> **Given exercise**
Repeat every one of the records below word for word, but leave the pictures out.
>> Begin Exercise inputs
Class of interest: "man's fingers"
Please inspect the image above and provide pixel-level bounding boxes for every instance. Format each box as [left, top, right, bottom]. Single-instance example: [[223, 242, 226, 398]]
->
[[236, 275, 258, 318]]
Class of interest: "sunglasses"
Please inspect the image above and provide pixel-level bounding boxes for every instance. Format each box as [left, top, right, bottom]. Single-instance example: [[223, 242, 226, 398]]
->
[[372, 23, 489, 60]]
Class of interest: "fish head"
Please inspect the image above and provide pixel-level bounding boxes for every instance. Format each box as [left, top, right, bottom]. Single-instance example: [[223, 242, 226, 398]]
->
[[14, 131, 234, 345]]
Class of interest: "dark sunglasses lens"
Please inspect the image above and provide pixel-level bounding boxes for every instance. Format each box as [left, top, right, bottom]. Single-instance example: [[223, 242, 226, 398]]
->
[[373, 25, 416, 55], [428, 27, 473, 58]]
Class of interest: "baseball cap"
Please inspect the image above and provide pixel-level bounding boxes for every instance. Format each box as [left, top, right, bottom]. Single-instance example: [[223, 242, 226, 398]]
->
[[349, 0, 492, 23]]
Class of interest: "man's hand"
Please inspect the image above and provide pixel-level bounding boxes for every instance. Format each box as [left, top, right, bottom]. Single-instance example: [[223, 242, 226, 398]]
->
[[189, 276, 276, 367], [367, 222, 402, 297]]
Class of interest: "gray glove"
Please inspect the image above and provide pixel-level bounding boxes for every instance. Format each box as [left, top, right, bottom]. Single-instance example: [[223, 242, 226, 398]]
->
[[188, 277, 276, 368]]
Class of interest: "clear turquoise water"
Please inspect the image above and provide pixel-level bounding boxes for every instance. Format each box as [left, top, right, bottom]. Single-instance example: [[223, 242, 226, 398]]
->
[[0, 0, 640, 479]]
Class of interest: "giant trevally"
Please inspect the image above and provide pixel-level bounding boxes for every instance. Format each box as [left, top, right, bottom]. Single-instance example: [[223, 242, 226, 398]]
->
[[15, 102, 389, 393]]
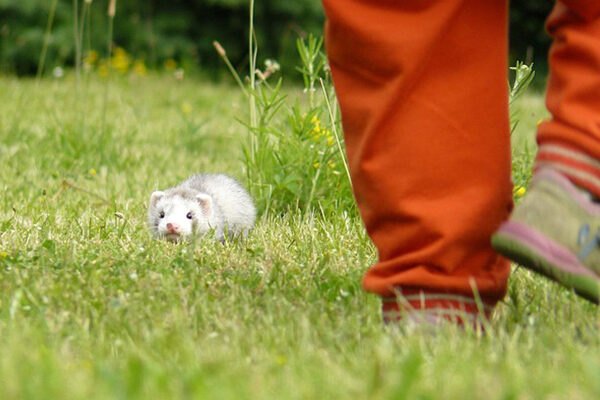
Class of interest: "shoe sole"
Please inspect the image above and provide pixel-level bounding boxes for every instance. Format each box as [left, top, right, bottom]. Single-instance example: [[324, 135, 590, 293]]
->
[[492, 221, 600, 304]]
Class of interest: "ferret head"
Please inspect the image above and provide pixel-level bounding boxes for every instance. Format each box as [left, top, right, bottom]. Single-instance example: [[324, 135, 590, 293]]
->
[[148, 191, 212, 242]]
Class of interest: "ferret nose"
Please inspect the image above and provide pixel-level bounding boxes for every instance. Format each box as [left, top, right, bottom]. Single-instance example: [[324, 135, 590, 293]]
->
[[167, 222, 179, 233]]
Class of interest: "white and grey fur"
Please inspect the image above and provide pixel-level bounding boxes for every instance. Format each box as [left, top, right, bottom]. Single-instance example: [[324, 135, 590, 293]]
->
[[148, 174, 256, 241]]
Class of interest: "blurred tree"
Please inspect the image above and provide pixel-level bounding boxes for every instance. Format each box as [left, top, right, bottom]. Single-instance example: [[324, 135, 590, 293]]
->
[[0, 0, 552, 78]]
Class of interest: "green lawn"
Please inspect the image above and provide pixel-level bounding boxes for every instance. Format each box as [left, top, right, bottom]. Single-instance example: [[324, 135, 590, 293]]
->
[[0, 76, 600, 400]]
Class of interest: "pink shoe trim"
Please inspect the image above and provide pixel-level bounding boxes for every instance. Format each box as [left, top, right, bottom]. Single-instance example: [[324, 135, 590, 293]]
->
[[496, 221, 598, 279]]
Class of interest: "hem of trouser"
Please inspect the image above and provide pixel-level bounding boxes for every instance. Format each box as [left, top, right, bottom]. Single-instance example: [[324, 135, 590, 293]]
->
[[534, 144, 600, 197], [381, 290, 495, 328]]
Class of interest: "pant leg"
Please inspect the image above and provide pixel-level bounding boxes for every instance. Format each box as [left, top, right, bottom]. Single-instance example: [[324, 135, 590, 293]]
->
[[536, 0, 600, 197], [324, 0, 512, 303]]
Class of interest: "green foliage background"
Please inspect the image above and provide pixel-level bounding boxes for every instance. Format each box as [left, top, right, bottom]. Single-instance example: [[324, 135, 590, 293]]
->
[[0, 0, 552, 74]]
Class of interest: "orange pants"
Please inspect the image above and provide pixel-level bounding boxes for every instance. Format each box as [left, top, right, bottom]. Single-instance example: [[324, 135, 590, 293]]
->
[[324, 0, 600, 304]]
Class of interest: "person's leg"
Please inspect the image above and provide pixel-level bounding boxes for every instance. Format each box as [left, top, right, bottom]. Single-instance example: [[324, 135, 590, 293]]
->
[[493, 0, 600, 302], [324, 0, 512, 320]]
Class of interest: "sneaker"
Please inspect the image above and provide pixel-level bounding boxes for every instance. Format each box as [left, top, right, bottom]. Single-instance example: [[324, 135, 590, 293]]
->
[[492, 169, 600, 304]]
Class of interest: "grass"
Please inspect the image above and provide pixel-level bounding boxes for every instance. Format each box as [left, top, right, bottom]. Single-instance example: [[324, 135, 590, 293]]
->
[[0, 76, 600, 400]]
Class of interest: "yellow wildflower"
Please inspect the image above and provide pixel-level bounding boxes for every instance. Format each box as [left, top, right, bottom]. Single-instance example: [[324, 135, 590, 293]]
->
[[133, 60, 148, 76], [98, 60, 109, 78], [163, 58, 177, 71]]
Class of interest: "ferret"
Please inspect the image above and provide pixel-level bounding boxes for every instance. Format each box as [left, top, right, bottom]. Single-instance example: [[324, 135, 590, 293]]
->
[[148, 174, 256, 242]]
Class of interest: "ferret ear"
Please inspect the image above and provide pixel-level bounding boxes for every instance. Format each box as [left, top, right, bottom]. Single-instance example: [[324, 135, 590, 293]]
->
[[196, 193, 212, 215], [150, 190, 165, 207]]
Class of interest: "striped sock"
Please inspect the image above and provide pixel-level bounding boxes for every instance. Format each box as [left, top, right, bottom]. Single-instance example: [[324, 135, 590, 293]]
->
[[534, 144, 600, 198], [381, 290, 495, 328]]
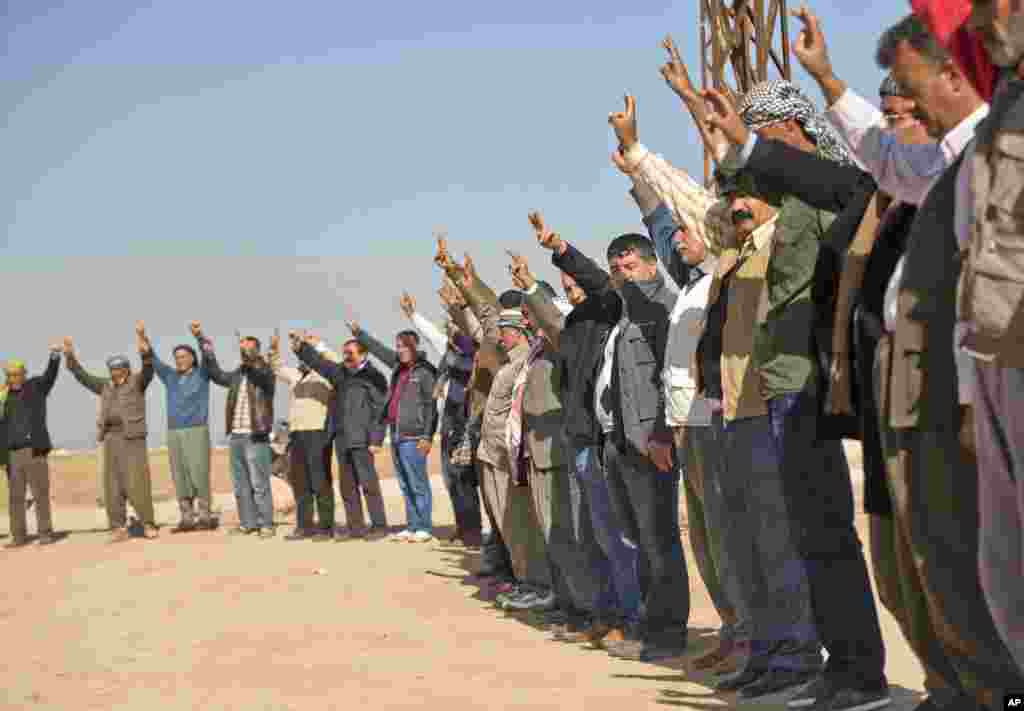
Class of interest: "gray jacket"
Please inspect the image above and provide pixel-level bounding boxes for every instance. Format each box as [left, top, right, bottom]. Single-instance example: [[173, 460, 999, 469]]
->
[[602, 274, 677, 453]]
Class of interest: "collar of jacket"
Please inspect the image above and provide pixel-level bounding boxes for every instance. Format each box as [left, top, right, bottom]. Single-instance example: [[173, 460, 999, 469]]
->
[[622, 273, 665, 317], [739, 218, 778, 259]]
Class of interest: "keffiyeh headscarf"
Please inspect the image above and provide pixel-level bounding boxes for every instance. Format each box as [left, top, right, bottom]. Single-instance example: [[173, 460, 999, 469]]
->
[[738, 79, 853, 165]]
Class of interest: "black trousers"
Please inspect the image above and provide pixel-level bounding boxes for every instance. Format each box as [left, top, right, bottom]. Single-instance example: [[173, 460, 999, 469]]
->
[[604, 441, 690, 638]]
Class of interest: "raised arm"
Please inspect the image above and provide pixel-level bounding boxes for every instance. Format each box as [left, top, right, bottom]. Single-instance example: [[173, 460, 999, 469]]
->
[[509, 246, 562, 350], [188, 321, 231, 387], [292, 334, 342, 383], [38, 343, 63, 398], [63, 338, 111, 395], [793, 8, 956, 205]]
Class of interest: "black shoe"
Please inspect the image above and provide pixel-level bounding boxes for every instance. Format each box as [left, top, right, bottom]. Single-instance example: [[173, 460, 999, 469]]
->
>> End Exercise inputs
> **Written answer**
Class of interest: "man's fingers"
Please inspect the image above and provide pixel-level bounding boxes for every instance. Format each box as [left, top, right, bottom]. Single-instance example: [[223, 242, 226, 398]]
->
[[236, 275, 258, 318]]
Class of interest: "sunglasses"
Please inspect the image above and provide pixel-level bounding boxes for every instance. Format each box as [left, top, right, bottom]. Single-instance example: [[223, 242, 226, 398]]
->
[[372, 23, 489, 60]]
Class of interest: "fish head"
Please inspect the image above and provide pixel-level bounding boxes for every instance. Format each box as [left, top, right, bottom]. Single-instance example: [[223, 242, 226, 398]]
->
[[14, 131, 234, 345]]
Class of interest: "dark sunglasses lens"
Please inspect the image above and provide pixel-level bounding boxes for every instance. Format each box as [left, top, right, bottom]. Single-instance example: [[223, 242, 226, 398]]
->
[[373, 25, 416, 55], [428, 27, 473, 58]]
Class of interest: "baseball cap"
Please inspect the image above and provide pixel-level bounding boxes for every instance. Format each box as [left, top, right, bottom]. Single-instance example: [[223, 242, 226, 398]]
->
[[349, 0, 492, 23]]
Class of interest: "man's hand"
Please inspect the image above and provide pixel-level bounding boxes for every instance. Format each box as [left, top, right, bottom]. Single-instance example: [[223, 242, 226, 398]]
->
[[189, 276, 276, 367], [367, 222, 402, 297]]
Class of interest: "gray glove"
Please inspect the image above and provide pixel-level bounding boxes for every instance. Format each box as [left, top, right, bottom]. Single-instance example: [[223, 242, 226, 398]]
->
[[188, 277, 276, 368]]
Class of interest: "clear turquoise water"
Please inspect the image above and provide pixel-level bounding boxes for every instance. Format each box as [left, top, right, bottom]. Single-instance example: [[223, 242, 226, 398]]
->
[[0, 0, 640, 479]]
Class of interest: "giant trevally"
Please inspect the image above and provide pixel-level bounding boxes for every instance. Format each box as [left, top, right, bottom]. Single-instance example: [[223, 242, 226, 398]]
->
[[15, 102, 389, 393]]
Class of interest: "shoe sole"
Please inspect the image above and provide pixel-level bounding boxes for every instance. Format each box as [left, top, right, bottom]. Single-instance example: [[324, 135, 590, 293]]
->
[[492, 221, 600, 304]]
Class of interest: "ferret head"
Please inspect the image above and provide pixel-level bounding boxes for every instance. Format each box as [left, top, right, bottom]. Single-instance example: [[324, 135, 590, 293]]
->
[[148, 191, 212, 242]]
Class of interest: "ferret nose"
Please inspect the image above and provide pixel-level bounding boxes for every instance. Format each box as [left, top, right, bottom]. Single-instance example: [[324, 135, 590, 293]]
->
[[167, 222, 179, 233]]
Class of interest: "white and grey fur"
Please inspect the image above and provide pixel-level bounding boxes for every instance. Format each box as [left, top, right, bottom]. Single-instance example: [[324, 135, 590, 293]]
->
[[148, 174, 256, 241]]
Class of interest: "blurred tree"
Please inspect the image above and provide pixel-level bounding boxes for every instance. Format each box as [left, top, right, bottom]. Single-instance example: [[324, 135, 590, 293]]
->
[[0, 0, 552, 78]]
Class of interest: "green lawn"
Please inspect the image above and provide pixel-level bounding boxes for every instance. Format each box as [left, top, right, bottom]. Single-instance example: [[324, 135, 590, 293]]
->
[[0, 76, 600, 400]]
Class of interest: "pink shoe trim"
Please inspect the image above and provide pixel-level bounding boxes for every instance. Format each box as [left, top, right, bottom]. Single-instance example: [[324, 135, 590, 293]]
->
[[496, 221, 598, 279]]
Class of interest: "hem of trouser"
Please inspect the image above and provide pixel-level bounding boxes for every instance. Format each box as [left, top, right, bottom]. Single-instance example: [[324, 135, 590, 293]]
->
[[534, 144, 600, 197], [381, 290, 495, 328]]
Class of interest: "pant leg"
Please inspect the image above and provide pixel-level bounding boxes for every instance. Format each box as [left, top, right, bottom]. Single-instance example: [[324, 135, 590, 293]]
->
[[536, 0, 600, 197], [324, 0, 512, 303]]
Class of interest: "green foliage background"
Please inspect the image above and provide pixel-level bounding boxes for every instance. Format each box as [left, top, right, bottom]. Single-instance example: [[324, 135, 590, 293]]
->
[[0, 0, 552, 74]]
Class of interest: "orange pants"
Please inspect the image above and provide pixel-level bounding boxes for every instance. Format each box as [left, top, right, bottom]. Single-instance example: [[324, 135, 590, 293]]
->
[[324, 0, 600, 304]]
Class of interest: "person's leg"
Please inspect the image above and provide pixel-level bounding boxes for every instance. Format each box as [left, top, right, bottom]. Single-instance example: [[324, 135, 590, 293]]
->
[[493, 0, 600, 302], [324, 0, 512, 320]]
Class of interest: "sneaker"
Please inspect the image above and provide pixel-level bounding boxes for every instance. Format each box as [left, top, right, bottom]. Single-instance example: [[324, 135, 590, 293]]
->
[[492, 169, 600, 304]]
Class of interest: "grass"
Please inspect the image above and provide pixel-level bounding boxes for every instance. Format each box as [left, top, right, bottom]. Single-instance example: [[324, 135, 590, 293]]
->
[[0, 76, 600, 400]]
Class of interest: "yellow wildflower"
Please inspect the image above and provide pixel-level bounding boxes for every instance. Format each box as [left, top, right, bottom]. Single-instance example: [[324, 135, 590, 293]]
->
[[133, 60, 148, 76], [98, 60, 109, 78], [163, 58, 177, 71]]
Class of interest: "ferret"
Please inspect the image above and provide pixel-level bounding boxes for every instance. Format each box as [left, top, right, bottom]. Single-instance example: [[324, 135, 590, 293]]
->
[[148, 174, 256, 242]]
Class of interest: "ferret ear"
Please inspect the image above and provide pixel-level bounding boxes for every instance. Format each box as [left, top, right, bottom]. Single-instance example: [[324, 135, 590, 293]]
->
[[196, 193, 212, 215], [150, 190, 165, 207]]
Class of interest: "striped sock"
Please inspect the image above and provide pixel-level bounding boxes for every instance. Format each box as [left, top, right, bottom]. Single-instance example: [[324, 135, 590, 293]]
->
[[534, 144, 600, 198], [381, 290, 495, 328]]
Class of interest: "gray jacket"
Please inspect the image above and provide pixel-level bounding boxes for every instance. Format each box as [left, top, right, bottom]. Single-instance example: [[173, 460, 999, 469]]
->
[[602, 274, 677, 453]]
Class of interest: "collar of jacket"
Please inspect the image above and provide pixel-level bounding boxes for every instance. Format each box as [left, top, right, bottom]. Single-instance example: [[173, 460, 999, 469]]
->
[[622, 273, 665, 317], [739, 218, 778, 259]]
Class of interest: "keffiyeh headscarf"
Please inspect the image above and provide pixel-level bounding boxes for every instance. Format each box as [left, top, right, bottom]. Single-instance example: [[173, 460, 999, 469]]
->
[[738, 79, 853, 165]]
Class of interest: "black trousers"
Please inspect the image above and provide pixel-level bounding boxes for every instance. Format each box as [left, top, right, bottom]. Single-instance example: [[173, 460, 999, 469]]
->
[[604, 441, 690, 638]]
Class of interest: "raised arm"
Please inspect the image above and provide pixel-level bounding boxes for every instance. Format each box as [left, top, right, bottom]. Single-instance example: [[173, 460, 999, 469]]
->
[[509, 246, 562, 350], [188, 321, 231, 387], [292, 334, 342, 383], [38, 343, 63, 398], [63, 338, 111, 395], [793, 8, 956, 205]]
Class of interest: "black shoe"
Please inspect the image above and provide pixel-level bounding boxes for every instance. Format each box as [left, top, right, bottom]. Single-instance example: [[173, 460, 999, 469]]
->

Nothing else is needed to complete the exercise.